[Region pointing data]
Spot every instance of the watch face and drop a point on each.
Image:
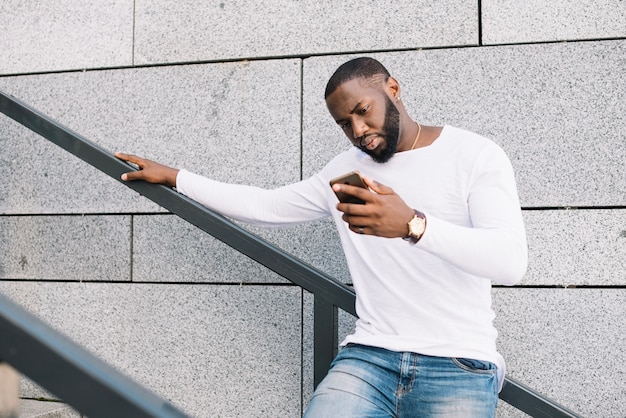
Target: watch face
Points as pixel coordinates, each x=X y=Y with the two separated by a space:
x=417 y=226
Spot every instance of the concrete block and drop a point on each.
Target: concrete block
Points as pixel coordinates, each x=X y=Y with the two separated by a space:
x=530 y=99
x=576 y=247
x=207 y=118
x=210 y=350
x=65 y=248
x=567 y=344
x=168 y=249
x=539 y=21
x=198 y=31
x=65 y=35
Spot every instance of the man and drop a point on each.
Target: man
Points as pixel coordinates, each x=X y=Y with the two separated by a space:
x=441 y=219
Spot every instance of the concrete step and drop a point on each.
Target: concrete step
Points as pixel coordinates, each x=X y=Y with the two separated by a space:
x=30 y=408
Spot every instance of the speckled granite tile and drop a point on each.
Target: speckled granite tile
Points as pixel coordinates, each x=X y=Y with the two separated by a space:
x=65 y=35
x=65 y=248
x=197 y=117
x=509 y=21
x=576 y=247
x=197 y=30
x=567 y=344
x=210 y=350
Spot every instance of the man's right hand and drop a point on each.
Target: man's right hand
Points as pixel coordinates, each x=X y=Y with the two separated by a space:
x=149 y=171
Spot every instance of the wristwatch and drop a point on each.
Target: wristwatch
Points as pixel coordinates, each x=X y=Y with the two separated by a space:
x=417 y=226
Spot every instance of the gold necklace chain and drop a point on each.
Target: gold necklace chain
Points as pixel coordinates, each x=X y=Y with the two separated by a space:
x=419 y=130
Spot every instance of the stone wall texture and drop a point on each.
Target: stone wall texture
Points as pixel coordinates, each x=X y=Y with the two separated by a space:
x=234 y=90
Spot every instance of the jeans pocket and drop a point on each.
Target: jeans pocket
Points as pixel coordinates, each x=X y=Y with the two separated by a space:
x=473 y=365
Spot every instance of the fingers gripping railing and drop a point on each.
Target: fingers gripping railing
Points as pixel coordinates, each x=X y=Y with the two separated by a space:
x=329 y=293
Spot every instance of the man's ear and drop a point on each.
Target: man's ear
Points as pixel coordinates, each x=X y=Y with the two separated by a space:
x=393 y=89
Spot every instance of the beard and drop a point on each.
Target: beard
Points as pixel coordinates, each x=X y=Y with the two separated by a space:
x=391 y=133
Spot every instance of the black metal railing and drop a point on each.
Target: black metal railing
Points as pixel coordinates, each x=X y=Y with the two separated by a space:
x=329 y=294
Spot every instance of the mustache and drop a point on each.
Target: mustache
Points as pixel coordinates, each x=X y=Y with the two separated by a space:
x=365 y=140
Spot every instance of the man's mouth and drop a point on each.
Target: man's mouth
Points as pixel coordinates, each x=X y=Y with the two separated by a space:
x=371 y=142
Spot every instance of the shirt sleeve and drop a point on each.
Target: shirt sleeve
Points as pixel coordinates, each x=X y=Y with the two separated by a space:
x=494 y=246
x=296 y=203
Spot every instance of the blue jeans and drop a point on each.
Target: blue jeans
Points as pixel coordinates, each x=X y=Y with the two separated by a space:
x=374 y=382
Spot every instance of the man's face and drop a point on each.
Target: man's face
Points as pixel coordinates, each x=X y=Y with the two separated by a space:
x=368 y=118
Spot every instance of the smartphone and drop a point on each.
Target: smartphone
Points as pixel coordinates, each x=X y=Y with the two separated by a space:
x=354 y=179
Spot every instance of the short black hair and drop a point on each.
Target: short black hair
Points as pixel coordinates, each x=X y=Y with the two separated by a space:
x=363 y=67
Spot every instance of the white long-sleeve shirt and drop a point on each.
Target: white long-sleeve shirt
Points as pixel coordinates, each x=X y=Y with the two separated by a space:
x=433 y=297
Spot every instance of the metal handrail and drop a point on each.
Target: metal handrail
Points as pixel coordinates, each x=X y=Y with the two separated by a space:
x=70 y=372
x=328 y=292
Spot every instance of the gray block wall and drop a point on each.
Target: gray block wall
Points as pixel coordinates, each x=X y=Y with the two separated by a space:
x=235 y=91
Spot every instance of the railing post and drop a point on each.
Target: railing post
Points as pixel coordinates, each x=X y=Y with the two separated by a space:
x=9 y=391
x=325 y=337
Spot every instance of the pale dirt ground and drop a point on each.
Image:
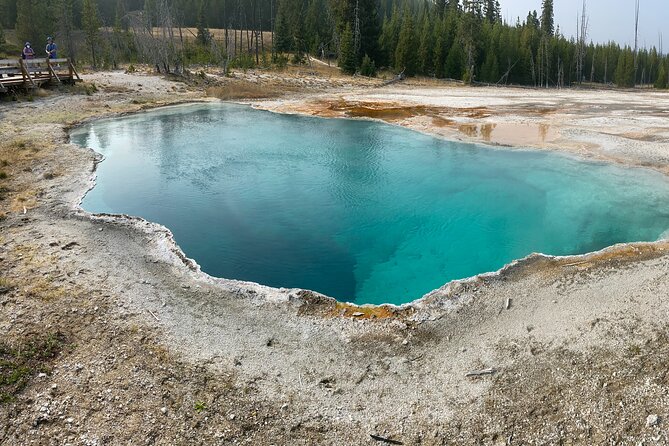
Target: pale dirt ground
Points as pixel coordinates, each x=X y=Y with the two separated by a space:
x=158 y=353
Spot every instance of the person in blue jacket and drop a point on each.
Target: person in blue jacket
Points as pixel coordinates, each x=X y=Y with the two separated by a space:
x=51 y=48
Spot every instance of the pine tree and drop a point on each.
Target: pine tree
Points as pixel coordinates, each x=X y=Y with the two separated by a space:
x=661 y=81
x=405 y=53
x=90 y=21
x=390 y=34
x=426 y=49
x=347 y=56
x=370 y=30
x=32 y=24
x=547 y=18
x=490 y=68
x=66 y=26
x=203 y=34
x=368 y=68
x=454 y=62
x=282 y=37
x=624 y=76
x=492 y=11
x=150 y=14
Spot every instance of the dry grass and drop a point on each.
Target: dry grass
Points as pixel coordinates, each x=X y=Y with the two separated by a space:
x=245 y=90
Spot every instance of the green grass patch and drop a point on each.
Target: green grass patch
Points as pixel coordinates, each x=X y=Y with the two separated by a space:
x=22 y=361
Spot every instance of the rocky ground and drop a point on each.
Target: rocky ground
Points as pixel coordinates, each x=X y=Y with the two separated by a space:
x=109 y=335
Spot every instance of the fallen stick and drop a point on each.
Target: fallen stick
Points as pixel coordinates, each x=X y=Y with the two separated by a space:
x=385 y=440
x=484 y=372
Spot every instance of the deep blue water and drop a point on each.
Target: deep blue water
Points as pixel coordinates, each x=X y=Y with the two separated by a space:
x=361 y=211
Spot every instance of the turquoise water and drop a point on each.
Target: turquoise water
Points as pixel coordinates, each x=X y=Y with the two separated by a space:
x=357 y=210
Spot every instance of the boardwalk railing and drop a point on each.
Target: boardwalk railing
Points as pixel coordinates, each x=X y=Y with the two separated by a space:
x=33 y=73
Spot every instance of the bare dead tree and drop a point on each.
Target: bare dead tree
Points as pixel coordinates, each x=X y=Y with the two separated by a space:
x=581 y=38
x=636 y=38
x=159 y=48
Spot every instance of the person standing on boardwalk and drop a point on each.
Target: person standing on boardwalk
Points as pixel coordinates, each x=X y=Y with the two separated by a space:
x=51 y=48
x=28 y=52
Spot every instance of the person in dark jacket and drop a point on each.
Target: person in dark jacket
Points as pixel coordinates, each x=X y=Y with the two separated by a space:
x=51 y=48
x=28 y=51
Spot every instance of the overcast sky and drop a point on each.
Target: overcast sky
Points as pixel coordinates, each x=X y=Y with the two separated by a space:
x=609 y=19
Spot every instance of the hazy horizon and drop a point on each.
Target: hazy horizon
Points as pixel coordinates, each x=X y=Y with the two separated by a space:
x=606 y=22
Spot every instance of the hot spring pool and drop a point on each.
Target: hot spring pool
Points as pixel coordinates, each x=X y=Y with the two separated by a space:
x=361 y=211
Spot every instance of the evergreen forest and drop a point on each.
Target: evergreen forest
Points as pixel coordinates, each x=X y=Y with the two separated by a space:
x=447 y=39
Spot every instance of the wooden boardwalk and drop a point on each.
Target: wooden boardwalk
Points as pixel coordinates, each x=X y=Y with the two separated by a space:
x=34 y=73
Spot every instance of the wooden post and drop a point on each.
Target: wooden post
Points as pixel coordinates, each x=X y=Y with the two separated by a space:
x=73 y=70
x=26 y=73
x=52 y=72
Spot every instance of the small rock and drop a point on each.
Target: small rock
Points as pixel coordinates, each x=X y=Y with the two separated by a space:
x=652 y=420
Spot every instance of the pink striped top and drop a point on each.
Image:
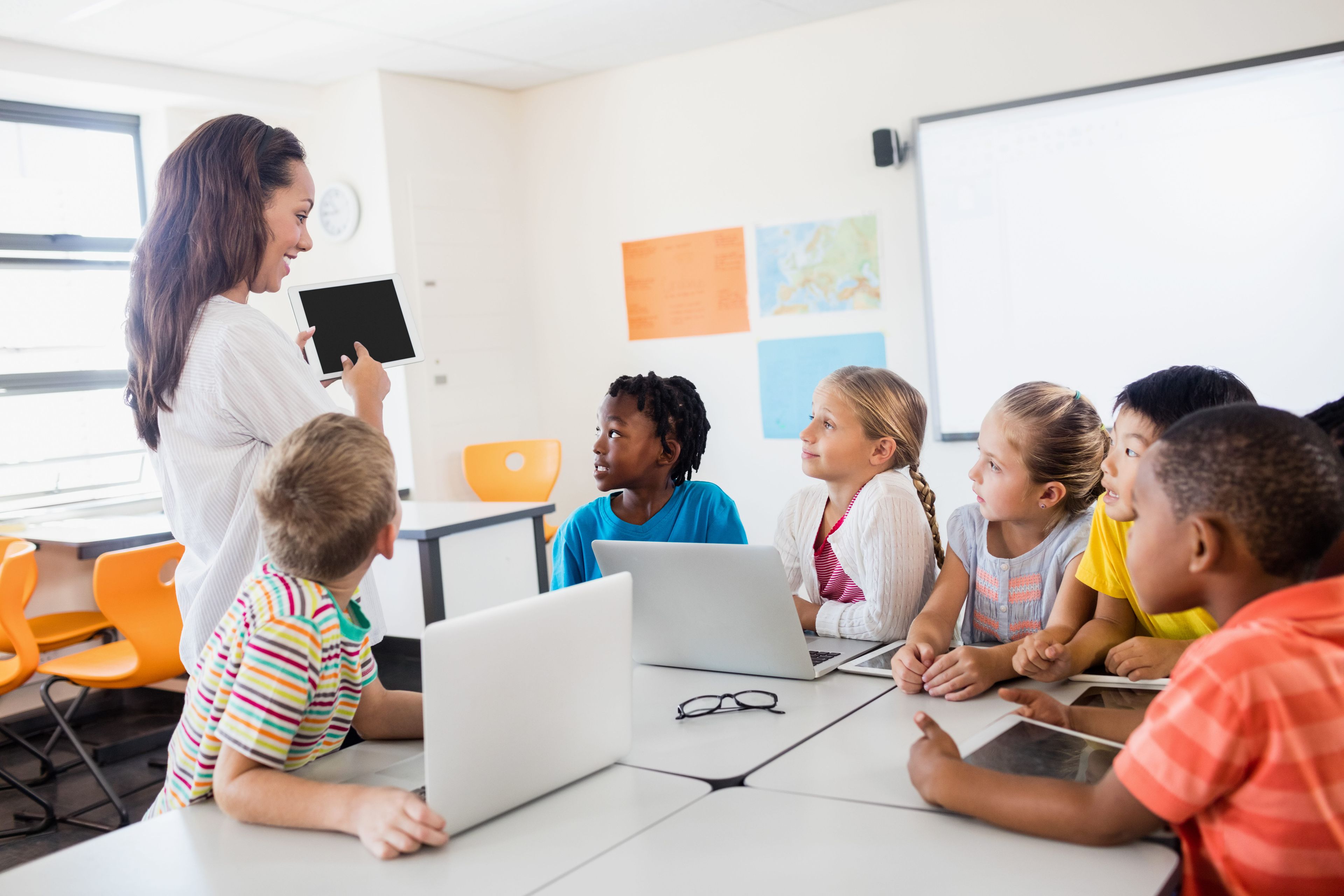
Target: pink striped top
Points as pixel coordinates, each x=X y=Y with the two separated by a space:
x=832 y=581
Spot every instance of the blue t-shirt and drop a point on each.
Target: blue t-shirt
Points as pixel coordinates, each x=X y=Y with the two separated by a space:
x=697 y=512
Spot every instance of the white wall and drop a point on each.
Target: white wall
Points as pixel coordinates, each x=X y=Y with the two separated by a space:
x=777 y=128
x=456 y=222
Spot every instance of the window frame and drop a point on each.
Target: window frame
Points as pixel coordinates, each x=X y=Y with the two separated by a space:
x=53 y=252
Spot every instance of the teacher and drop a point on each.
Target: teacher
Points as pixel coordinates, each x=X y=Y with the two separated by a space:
x=214 y=383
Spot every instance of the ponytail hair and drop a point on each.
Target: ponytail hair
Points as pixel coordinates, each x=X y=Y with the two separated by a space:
x=1061 y=439
x=206 y=234
x=890 y=407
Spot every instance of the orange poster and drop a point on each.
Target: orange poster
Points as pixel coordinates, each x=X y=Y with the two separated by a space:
x=689 y=285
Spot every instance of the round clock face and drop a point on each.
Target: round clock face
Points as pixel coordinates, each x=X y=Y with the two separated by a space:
x=338 y=211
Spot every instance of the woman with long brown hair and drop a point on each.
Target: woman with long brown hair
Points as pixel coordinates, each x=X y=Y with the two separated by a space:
x=214 y=383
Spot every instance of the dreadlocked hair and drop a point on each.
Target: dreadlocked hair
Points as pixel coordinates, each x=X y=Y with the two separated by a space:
x=1331 y=418
x=677 y=410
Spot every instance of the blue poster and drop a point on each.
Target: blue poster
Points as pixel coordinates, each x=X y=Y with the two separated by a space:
x=791 y=370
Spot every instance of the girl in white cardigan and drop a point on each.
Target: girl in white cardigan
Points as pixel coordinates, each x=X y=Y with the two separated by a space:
x=862 y=547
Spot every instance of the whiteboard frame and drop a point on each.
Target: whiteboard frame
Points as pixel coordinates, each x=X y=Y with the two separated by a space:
x=1069 y=94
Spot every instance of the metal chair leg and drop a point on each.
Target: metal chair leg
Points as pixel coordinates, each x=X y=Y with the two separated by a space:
x=49 y=813
x=70 y=716
x=124 y=819
x=49 y=771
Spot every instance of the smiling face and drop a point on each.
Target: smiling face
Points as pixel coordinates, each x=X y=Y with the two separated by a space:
x=835 y=445
x=287 y=217
x=1003 y=487
x=1162 y=548
x=628 y=452
x=1134 y=434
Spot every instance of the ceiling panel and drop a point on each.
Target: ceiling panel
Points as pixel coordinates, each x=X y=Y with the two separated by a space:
x=499 y=43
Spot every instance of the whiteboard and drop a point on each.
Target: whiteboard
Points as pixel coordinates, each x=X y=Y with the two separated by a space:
x=1092 y=240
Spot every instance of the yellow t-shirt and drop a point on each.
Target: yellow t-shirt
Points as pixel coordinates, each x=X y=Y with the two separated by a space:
x=1104 y=569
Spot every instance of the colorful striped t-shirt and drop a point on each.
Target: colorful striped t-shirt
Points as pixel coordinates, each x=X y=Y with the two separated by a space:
x=279 y=681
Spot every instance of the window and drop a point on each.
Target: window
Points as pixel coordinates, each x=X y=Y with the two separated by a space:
x=72 y=205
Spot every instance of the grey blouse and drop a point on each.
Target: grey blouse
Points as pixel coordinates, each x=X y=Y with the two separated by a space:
x=1011 y=598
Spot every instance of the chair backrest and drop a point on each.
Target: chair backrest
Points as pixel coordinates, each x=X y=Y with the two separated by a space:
x=18 y=580
x=487 y=469
x=127 y=589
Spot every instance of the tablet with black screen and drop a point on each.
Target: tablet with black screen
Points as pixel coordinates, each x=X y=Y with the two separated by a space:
x=371 y=311
x=1027 y=747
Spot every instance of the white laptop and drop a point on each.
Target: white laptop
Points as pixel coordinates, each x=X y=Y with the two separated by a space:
x=723 y=608
x=502 y=734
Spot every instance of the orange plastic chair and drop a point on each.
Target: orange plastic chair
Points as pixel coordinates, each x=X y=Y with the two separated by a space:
x=18 y=580
x=487 y=471
x=127 y=589
x=56 y=630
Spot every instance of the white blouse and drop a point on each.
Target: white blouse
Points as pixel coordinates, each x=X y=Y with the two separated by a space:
x=244 y=387
x=885 y=546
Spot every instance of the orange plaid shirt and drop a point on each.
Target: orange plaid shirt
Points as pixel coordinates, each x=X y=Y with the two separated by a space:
x=1245 y=751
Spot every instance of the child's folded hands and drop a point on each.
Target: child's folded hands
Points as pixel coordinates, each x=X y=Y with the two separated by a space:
x=909 y=665
x=1042 y=656
x=961 y=673
x=392 y=821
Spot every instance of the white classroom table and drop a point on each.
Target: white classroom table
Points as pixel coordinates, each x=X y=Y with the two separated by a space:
x=725 y=747
x=863 y=757
x=757 y=841
x=201 y=851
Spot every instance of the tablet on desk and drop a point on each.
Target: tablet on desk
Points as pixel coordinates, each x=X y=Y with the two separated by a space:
x=877 y=663
x=371 y=311
x=1027 y=747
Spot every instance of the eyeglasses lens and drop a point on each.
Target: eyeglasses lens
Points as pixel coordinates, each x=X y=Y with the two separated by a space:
x=701 y=706
x=756 y=699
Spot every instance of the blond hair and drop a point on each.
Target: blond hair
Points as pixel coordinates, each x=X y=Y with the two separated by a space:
x=1061 y=439
x=890 y=407
x=324 y=493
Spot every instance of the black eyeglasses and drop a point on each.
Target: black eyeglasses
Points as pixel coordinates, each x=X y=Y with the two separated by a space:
x=745 y=699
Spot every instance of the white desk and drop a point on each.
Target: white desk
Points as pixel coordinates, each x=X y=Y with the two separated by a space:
x=201 y=851
x=865 y=755
x=723 y=747
x=459 y=556
x=756 y=841
x=96 y=535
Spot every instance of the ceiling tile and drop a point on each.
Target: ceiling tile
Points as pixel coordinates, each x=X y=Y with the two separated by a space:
x=312 y=53
x=160 y=30
x=435 y=19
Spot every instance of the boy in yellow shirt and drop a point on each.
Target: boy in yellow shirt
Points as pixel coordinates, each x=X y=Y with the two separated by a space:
x=1132 y=643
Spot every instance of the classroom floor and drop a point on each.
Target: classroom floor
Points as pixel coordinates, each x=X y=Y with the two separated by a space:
x=118 y=716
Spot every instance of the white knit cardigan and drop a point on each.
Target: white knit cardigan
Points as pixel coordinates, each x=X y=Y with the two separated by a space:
x=885 y=546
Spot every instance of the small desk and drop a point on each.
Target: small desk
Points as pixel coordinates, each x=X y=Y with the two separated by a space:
x=863 y=757
x=725 y=747
x=756 y=841
x=495 y=551
x=96 y=535
x=200 y=849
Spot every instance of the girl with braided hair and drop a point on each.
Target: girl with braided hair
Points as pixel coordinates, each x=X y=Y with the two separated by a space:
x=651 y=434
x=862 y=547
x=1013 y=555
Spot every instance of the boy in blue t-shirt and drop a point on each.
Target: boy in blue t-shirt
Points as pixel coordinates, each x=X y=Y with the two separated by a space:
x=651 y=436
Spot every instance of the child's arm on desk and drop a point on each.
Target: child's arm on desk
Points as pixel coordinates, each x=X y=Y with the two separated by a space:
x=389 y=715
x=386 y=820
x=1100 y=814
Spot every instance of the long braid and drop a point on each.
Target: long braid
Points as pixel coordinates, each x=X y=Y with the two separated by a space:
x=677 y=410
x=926 y=499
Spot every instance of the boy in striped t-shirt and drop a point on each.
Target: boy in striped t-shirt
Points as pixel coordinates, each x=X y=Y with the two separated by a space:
x=1244 y=753
x=288 y=671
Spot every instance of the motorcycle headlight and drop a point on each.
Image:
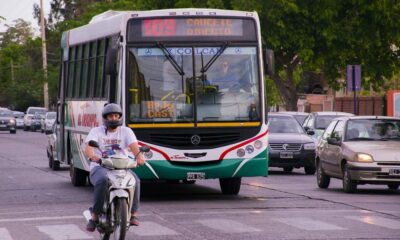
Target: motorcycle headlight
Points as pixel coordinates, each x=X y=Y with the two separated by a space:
x=363 y=157
x=309 y=146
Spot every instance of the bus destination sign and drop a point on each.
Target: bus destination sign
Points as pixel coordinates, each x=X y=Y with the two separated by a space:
x=191 y=27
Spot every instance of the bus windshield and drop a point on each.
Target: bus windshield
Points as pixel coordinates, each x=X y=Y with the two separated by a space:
x=227 y=89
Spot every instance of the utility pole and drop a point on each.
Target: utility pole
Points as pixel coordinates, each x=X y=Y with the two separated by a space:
x=44 y=56
x=12 y=71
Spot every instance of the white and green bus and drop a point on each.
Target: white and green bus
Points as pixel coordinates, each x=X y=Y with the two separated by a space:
x=190 y=82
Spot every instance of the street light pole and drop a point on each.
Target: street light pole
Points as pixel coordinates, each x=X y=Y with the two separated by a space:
x=44 y=56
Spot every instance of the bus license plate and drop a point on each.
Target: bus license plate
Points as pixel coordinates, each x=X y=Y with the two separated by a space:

--- Assignment ---
What you give back should be exactly the lines from the top of the data above down to and including the line with "Spot every instance of the gold", minus any pictures.

--- Response below ---
Spot every instance of the watch face and drop a point on each.
Image:
Target: watch face
Points as pixel coordinates, each x=X y=Y with the two separated by a space:
x=417 y=226
Spot every instance of the concrete block and drop a point on each.
Target: concrete block
Points as pixel coordinates, each x=X y=Y with the two separated by a space:
x=530 y=99
x=576 y=247
x=207 y=118
x=210 y=350
x=65 y=248
x=567 y=344
x=168 y=249
x=539 y=21
x=198 y=31
x=65 y=35
Spot every instance of the man and drop a point on each.
Target: man
Points as pixel coordinates, each x=X y=Y with the two separated by a space:
x=441 y=219
Spot every instance of the concrete step and drop a point on each.
Target: concrete step
Points as pixel coordinates, each x=X y=Y with the two separated by a space:
x=30 y=408
Spot every instance of the speckled granite tile and drop a point on each.
Target: speckled granite tile
Points as pixel coordinates, each x=X y=Y with the two separated by a space:
x=65 y=35
x=65 y=248
x=197 y=117
x=509 y=21
x=576 y=247
x=197 y=30
x=567 y=344
x=210 y=350
Spot every instance of the man's right hand and drop a point on each.
Target: man's right hand
Points as pixel coordinates, each x=X y=Y with the two separated by a space:
x=149 y=171
Spot every instance of the wristwatch and drop a point on each.
Target: wristwatch
Points as pixel coordinates, each x=X y=Y with the two separated by a space:
x=417 y=226
Spot every instance of the gold necklace chain and drop a point on each.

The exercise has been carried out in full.